§ Required work
Exactly and only the lines from the one with "Question. The photo above holds the concrete step." through the end of the listing are to be transcribed, both ends included.

§ Data for the task
- - - - - - -
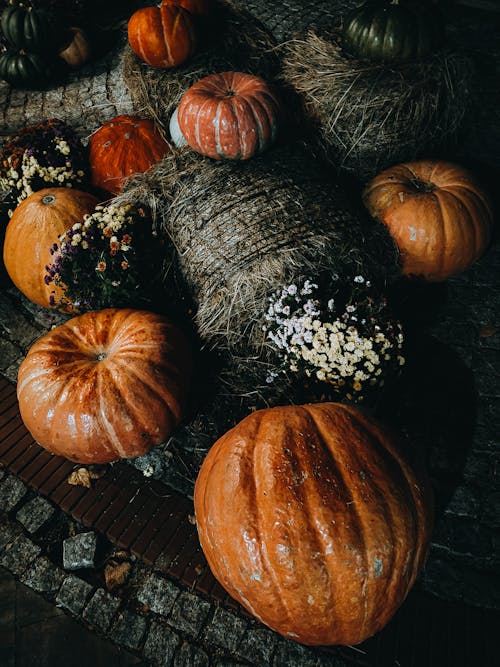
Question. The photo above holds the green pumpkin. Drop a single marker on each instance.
(394, 30)
(26, 70)
(30, 30)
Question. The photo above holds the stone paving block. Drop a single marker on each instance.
(290, 654)
(257, 646)
(17, 555)
(101, 609)
(8, 533)
(158, 593)
(43, 576)
(191, 656)
(12, 491)
(161, 645)
(35, 514)
(73, 594)
(129, 629)
(225, 630)
(79, 551)
(189, 614)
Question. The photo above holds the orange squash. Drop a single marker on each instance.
(437, 213)
(312, 519)
(123, 146)
(33, 229)
(106, 385)
(231, 115)
(162, 36)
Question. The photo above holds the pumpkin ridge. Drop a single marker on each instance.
(255, 477)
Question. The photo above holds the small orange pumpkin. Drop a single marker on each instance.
(231, 115)
(106, 385)
(437, 213)
(162, 36)
(33, 229)
(78, 51)
(312, 519)
(123, 146)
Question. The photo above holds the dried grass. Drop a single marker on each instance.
(367, 116)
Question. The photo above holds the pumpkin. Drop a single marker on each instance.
(29, 29)
(162, 36)
(78, 51)
(231, 115)
(195, 7)
(25, 70)
(123, 146)
(312, 519)
(437, 213)
(33, 229)
(400, 30)
(106, 385)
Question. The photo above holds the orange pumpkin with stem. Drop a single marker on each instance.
(123, 146)
(106, 385)
(33, 229)
(437, 213)
(162, 36)
(312, 518)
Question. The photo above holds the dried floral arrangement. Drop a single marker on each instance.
(110, 259)
(335, 332)
(45, 154)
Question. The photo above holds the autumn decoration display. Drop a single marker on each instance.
(106, 385)
(312, 518)
(438, 214)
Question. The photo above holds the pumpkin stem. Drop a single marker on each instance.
(48, 200)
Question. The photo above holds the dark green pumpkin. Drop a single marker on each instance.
(393, 30)
(30, 30)
(26, 70)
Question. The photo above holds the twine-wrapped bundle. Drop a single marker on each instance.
(235, 41)
(242, 230)
(366, 116)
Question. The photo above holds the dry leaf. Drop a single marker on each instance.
(116, 574)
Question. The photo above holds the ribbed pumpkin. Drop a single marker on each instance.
(231, 115)
(26, 70)
(312, 519)
(162, 36)
(123, 146)
(106, 385)
(397, 30)
(33, 229)
(437, 213)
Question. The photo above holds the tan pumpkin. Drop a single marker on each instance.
(312, 519)
(437, 213)
(33, 229)
(162, 36)
(231, 116)
(106, 385)
(78, 51)
(123, 146)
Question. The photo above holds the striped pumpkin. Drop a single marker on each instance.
(231, 116)
(162, 36)
(106, 385)
(123, 146)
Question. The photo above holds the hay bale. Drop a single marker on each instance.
(242, 230)
(366, 116)
(235, 41)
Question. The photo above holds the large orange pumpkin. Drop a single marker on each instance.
(34, 228)
(106, 385)
(123, 146)
(231, 115)
(162, 36)
(312, 519)
(437, 213)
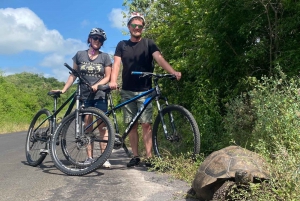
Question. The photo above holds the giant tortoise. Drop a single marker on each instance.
(232, 163)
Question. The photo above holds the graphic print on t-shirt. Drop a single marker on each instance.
(92, 69)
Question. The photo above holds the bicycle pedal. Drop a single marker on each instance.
(44, 151)
(117, 143)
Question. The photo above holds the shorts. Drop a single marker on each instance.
(130, 110)
(98, 103)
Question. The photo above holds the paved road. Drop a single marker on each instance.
(21, 182)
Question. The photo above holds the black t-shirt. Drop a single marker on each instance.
(136, 56)
(93, 71)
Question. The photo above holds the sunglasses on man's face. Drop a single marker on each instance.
(137, 25)
(97, 38)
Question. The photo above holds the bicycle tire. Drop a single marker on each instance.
(184, 140)
(37, 137)
(68, 153)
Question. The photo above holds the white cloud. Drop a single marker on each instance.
(116, 17)
(85, 23)
(21, 30)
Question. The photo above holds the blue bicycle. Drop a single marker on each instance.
(175, 131)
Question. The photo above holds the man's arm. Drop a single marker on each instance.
(165, 65)
(115, 72)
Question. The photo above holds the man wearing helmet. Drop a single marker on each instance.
(137, 54)
(95, 67)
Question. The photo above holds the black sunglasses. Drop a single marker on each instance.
(137, 25)
(97, 38)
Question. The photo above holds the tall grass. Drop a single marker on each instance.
(266, 120)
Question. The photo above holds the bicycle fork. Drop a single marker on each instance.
(168, 135)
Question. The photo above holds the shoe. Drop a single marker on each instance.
(106, 164)
(134, 161)
(88, 161)
(148, 162)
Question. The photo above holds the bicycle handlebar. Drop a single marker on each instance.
(77, 74)
(157, 75)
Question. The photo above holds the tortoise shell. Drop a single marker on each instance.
(220, 166)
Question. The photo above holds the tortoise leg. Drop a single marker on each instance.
(221, 193)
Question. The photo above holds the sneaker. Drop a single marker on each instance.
(134, 161)
(148, 163)
(88, 161)
(106, 164)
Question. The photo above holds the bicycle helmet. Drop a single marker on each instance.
(99, 32)
(136, 14)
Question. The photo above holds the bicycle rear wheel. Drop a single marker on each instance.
(37, 137)
(70, 153)
(183, 136)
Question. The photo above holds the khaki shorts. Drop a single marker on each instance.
(130, 110)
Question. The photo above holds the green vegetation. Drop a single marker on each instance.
(22, 95)
(229, 53)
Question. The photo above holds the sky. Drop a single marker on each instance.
(39, 36)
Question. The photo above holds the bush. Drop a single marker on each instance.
(266, 120)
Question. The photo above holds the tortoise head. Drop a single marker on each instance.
(243, 177)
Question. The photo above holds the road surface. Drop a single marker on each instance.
(21, 182)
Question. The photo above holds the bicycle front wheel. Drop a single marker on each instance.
(175, 132)
(37, 137)
(81, 153)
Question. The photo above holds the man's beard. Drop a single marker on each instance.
(136, 36)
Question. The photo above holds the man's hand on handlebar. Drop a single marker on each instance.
(113, 85)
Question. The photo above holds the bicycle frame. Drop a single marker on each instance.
(154, 93)
(56, 111)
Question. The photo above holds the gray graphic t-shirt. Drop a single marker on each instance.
(93, 71)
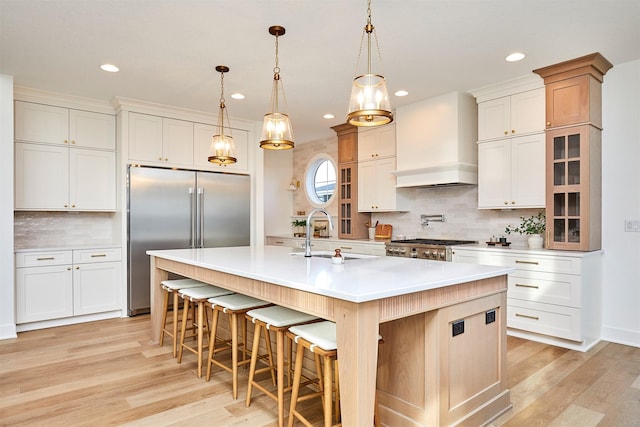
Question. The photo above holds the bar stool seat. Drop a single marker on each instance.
(235, 306)
(197, 296)
(275, 319)
(172, 287)
(320, 339)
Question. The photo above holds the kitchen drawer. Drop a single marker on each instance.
(38, 259)
(552, 264)
(96, 255)
(546, 319)
(552, 288)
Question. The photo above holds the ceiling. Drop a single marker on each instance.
(167, 49)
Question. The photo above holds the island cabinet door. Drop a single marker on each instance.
(445, 366)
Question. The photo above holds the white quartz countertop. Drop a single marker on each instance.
(357, 280)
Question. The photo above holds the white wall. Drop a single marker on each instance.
(620, 201)
(7, 315)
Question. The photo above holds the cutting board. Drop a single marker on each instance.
(383, 231)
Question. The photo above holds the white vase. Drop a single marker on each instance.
(535, 241)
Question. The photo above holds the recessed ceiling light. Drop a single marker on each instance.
(515, 56)
(110, 68)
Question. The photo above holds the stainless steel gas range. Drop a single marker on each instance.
(435, 249)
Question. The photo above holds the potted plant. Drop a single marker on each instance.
(534, 227)
(299, 226)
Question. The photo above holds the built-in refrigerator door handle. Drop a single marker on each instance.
(192, 238)
(201, 215)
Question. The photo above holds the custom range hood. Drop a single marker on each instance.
(436, 142)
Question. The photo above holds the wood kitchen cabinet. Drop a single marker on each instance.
(512, 173)
(351, 223)
(64, 159)
(574, 152)
(63, 284)
(160, 141)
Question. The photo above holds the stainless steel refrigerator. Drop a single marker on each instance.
(173, 209)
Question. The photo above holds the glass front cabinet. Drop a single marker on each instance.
(573, 188)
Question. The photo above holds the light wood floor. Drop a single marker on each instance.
(109, 373)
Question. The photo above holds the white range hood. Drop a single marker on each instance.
(436, 142)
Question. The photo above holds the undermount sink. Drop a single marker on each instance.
(329, 254)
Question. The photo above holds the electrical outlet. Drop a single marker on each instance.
(489, 317)
(457, 327)
(632, 225)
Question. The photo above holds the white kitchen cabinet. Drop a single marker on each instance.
(378, 142)
(511, 172)
(513, 115)
(50, 124)
(64, 159)
(159, 140)
(59, 178)
(63, 284)
(202, 142)
(552, 296)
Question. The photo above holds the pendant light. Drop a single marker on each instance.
(222, 150)
(369, 103)
(276, 128)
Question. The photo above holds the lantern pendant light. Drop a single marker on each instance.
(276, 128)
(369, 103)
(222, 150)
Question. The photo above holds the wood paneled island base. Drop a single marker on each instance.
(425, 376)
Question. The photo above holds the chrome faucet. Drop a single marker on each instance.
(307, 242)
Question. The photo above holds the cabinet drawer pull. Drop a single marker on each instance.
(527, 316)
(522, 285)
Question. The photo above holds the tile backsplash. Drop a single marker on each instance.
(65, 229)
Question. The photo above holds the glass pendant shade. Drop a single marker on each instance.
(369, 103)
(276, 127)
(222, 150)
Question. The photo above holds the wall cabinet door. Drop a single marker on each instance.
(145, 137)
(41, 177)
(377, 186)
(518, 114)
(41, 123)
(92, 130)
(44, 293)
(202, 135)
(177, 141)
(92, 180)
(377, 143)
(511, 173)
(96, 287)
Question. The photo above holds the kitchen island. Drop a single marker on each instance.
(443, 356)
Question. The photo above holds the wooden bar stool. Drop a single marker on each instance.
(320, 339)
(171, 287)
(274, 319)
(198, 297)
(236, 306)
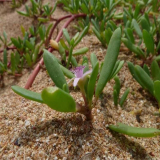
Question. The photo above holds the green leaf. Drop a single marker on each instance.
(115, 97)
(109, 61)
(108, 35)
(58, 99)
(146, 69)
(23, 13)
(145, 25)
(94, 59)
(129, 34)
(116, 69)
(134, 131)
(28, 59)
(13, 63)
(29, 45)
(42, 32)
(16, 43)
(133, 72)
(67, 72)
(74, 61)
(27, 94)
(80, 51)
(116, 90)
(149, 42)
(132, 47)
(123, 98)
(54, 69)
(92, 82)
(117, 85)
(137, 28)
(81, 35)
(155, 70)
(97, 34)
(144, 78)
(157, 91)
(5, 58)
(66, 35)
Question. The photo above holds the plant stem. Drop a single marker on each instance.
(40, 63)
(8, 48)
(69, 58)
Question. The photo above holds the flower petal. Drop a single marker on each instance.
(86, 73)
(75, 81)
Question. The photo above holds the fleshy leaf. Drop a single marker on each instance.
(94, 59)
(155, 71)
(27, 94)
(148, 40)
(109, 61)
(92, 82)
(58, 99)
(157, 91)
(54, 69)
(123, 98)
(144, 78)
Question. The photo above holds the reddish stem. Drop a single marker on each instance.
(40, 63)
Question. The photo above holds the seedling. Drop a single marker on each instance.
(58, 97)
(39, 12)
(149, 81)
(148, 46)
(116, 92)
(68, 49)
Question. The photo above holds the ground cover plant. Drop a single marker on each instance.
(90, 77)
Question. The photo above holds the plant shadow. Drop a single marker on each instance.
(74, 126)
(134, 148)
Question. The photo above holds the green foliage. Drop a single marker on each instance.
(28, 94)
(109, 61)
(116, 91)
(58, 100)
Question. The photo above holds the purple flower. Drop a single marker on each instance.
(78, 72)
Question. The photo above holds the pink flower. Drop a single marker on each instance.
(78, 72)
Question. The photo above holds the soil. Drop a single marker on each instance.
(29, 130)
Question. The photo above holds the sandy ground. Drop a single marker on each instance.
(30, 130)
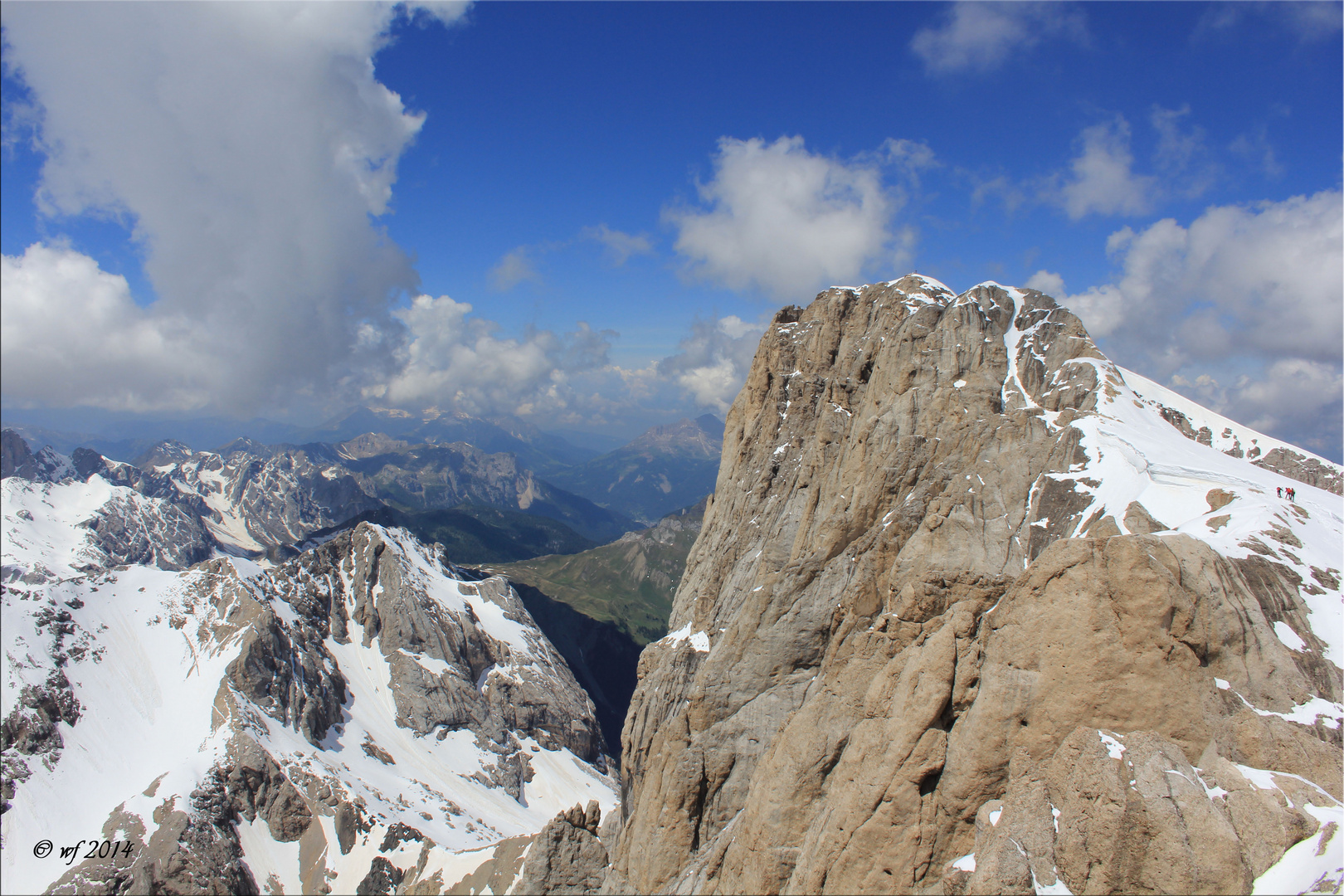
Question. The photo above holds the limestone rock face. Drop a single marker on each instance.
(364, 718)
(566, 857)
(947, 538)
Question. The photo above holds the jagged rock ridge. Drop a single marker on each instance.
(363, 713)
(949, 553)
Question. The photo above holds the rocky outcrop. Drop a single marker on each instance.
(1304, 469)
(566, 856)
(17, 458)
(925, 567)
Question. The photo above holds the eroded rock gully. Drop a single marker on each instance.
(884, 626)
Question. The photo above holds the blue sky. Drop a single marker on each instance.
(622, 193)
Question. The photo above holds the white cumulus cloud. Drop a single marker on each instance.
(980, 37)
(455, 360)
(784, 219)
(1101, 179)
(713, 362)
(247, 148)
(1244, 295)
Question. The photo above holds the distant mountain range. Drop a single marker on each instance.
(667, 468)
(422, 461)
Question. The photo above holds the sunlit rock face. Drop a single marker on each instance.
(363, 715)
(952, 550)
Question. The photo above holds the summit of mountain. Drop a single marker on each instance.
(972, 611)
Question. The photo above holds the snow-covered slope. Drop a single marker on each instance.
(1234, 438)
(364, 709)
(949, 544)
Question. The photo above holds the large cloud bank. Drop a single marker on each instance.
(251, 148)
(1244, 309)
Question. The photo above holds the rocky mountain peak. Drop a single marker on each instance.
(164, 453)
(949, 540)
(700, 437)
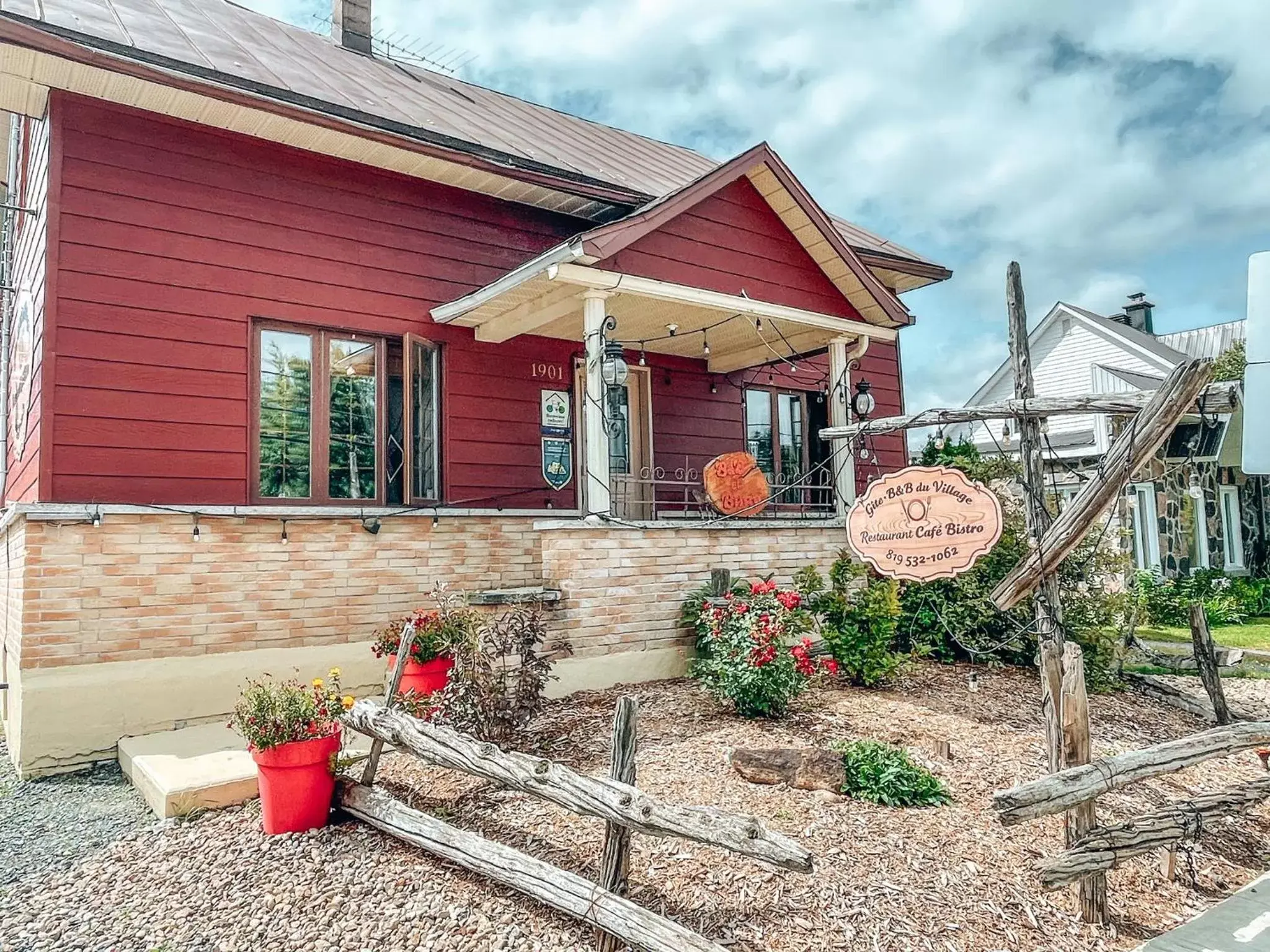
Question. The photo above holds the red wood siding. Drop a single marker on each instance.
(30, 272)
(733, 242)
(881, 366)
(174, 236)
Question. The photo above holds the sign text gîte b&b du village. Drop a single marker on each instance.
(923, 523)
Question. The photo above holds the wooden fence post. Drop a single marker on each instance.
(390, 689)
(1077, 752)
(1206, 660)
(615, 857)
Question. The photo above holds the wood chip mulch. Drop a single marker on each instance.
(936, 879)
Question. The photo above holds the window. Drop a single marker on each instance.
(776, 437)
(1232, 527)
(1193, 519)
(425, 420)
(329, 416)
(1145, 526)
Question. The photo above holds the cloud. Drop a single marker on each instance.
(1103, 145)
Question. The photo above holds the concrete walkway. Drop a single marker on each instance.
(1237, 924)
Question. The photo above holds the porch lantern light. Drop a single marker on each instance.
(613, 366)
(863, 403)
(614, 369)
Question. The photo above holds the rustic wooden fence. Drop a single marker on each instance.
(624, 808)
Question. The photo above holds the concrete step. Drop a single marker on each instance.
(206, 767)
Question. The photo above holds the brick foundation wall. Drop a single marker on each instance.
(624, 587)
(133, 627)
(139, 587)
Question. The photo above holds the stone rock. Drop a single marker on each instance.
(803, 769)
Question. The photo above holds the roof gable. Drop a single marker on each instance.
- - - - - - -
§ Written answer
Question. The photo above holds the concrete step. Drop a single marker on each instance.
(206, 767)
Question. The photo above holds the brick foundation wall. Drop a single marker on each instance.
(624, 587)
(133, 627)
(139, 587)
Question. The photo above holds the stone rock. Drop a single marker on each instance.
(803, 769)
Question. The photo above holds the roof gable. Drop a single marker on each instance.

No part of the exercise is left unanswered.